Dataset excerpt

....

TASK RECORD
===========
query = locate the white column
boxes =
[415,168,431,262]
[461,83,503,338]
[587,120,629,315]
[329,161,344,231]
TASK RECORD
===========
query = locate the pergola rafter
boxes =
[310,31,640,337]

....

Work to do → Put every line of the rows above into a Markdown table with two columns, No. and Line, numbering the lines in order. Leave out any blank lines.

Exercise result →
| No. | Line |
|---|---|
| 1 | TASK RECORD |
| 2 | =========== |
| 3 | query = locate the white column |
| 4 | boxes = |
| 5 | [415,168,431,262] |
| 6 | [461,83,503,338] |
| 7 | [587,120,629,315] |
| 8 | [329,161,344,231] |
| 9 | TASK RECORD |
| 10 | =========== |
| 11 | query = locate the pergola rafter |
| 12 | boxes = |
| 13 | [310,31,640,337] |